▸ **Aim A**: Please locate every line in the records that contains the string "Quality" and copy each one out, matching case exactly.

____ Extract to read

Search code examples
pythonpandasdataframeperformancememory-efficient

What is the best way to iterate over Pandas rows in my case?


I have a complexity problem with iterations over Pandas Rows. I have a dataset with over 30k rows and i need for each one, add a new column with values from specifics columns.

belongs_node_df = pd.DataFrame.from_records(belongs_node, columns=['hashtag', 'tweets_id', 'tokenized_text','sentiment_compound'])
posted_node_df = pd.DataFrame.from_records(posted_node, columns=['username', 'num_followers', 'tweets_id'])
df_user_hashtag = pd.merge(posted_node_df, belongs_node_df, on='tweets_id', how='outer').sort_values('username')

________

▸ **Aim B**: Pick up the Pandas row-iteration question right after its final line and keep writing it.

____ Records supplied

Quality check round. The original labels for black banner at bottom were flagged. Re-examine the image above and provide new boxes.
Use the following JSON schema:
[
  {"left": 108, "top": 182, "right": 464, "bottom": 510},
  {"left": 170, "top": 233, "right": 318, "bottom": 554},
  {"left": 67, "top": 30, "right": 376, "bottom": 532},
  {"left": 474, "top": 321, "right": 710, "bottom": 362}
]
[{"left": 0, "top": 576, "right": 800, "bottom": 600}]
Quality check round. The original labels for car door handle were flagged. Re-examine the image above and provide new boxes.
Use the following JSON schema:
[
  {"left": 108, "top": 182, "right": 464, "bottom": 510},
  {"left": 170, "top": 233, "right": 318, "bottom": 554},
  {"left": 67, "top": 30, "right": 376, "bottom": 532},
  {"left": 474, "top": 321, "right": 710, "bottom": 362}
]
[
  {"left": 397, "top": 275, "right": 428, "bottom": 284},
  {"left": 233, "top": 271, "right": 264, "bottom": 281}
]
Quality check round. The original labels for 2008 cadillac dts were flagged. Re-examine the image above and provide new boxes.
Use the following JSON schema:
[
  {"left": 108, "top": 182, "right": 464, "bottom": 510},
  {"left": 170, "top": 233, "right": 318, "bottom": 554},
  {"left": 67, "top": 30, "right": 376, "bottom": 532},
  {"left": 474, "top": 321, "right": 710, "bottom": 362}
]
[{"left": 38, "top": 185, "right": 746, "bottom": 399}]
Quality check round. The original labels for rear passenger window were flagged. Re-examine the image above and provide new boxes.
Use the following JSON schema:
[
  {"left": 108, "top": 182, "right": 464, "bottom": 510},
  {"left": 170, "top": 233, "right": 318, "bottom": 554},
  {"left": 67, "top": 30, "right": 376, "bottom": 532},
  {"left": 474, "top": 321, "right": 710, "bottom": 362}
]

________

▸ **Exercise result A**:
Quality check round. The original labels for black banner at bottom were flagged. Re-examine the image above and provide new boxes.
Quality check round. The original labels for car door handle were flagged. Re-examine the image above and provide new boxes.
Quality check round. The original labels for 2008 cadillac dts were flagged. Re-examine the image above and provide new boxes.
Quality check round. The original labels for rear passenger window were flagged. Re-examine the image above and provide new boxes.

▸ **Exercise result B**:
df_user_hashtag['p'] = None

for i in range(len(df_user_hashtag)):
    df_user_hashtag['p'][i] = 3 * df_user_hashtag['num_followers'][i]\df_user_hashtag['sentiment_compound'][i]

There is an efficient way to make this operation for each row? Thanks a lot. :)


Solution

  • You should not iterate over the rows ... this breaks pretty much all the benefits you get from using pandas.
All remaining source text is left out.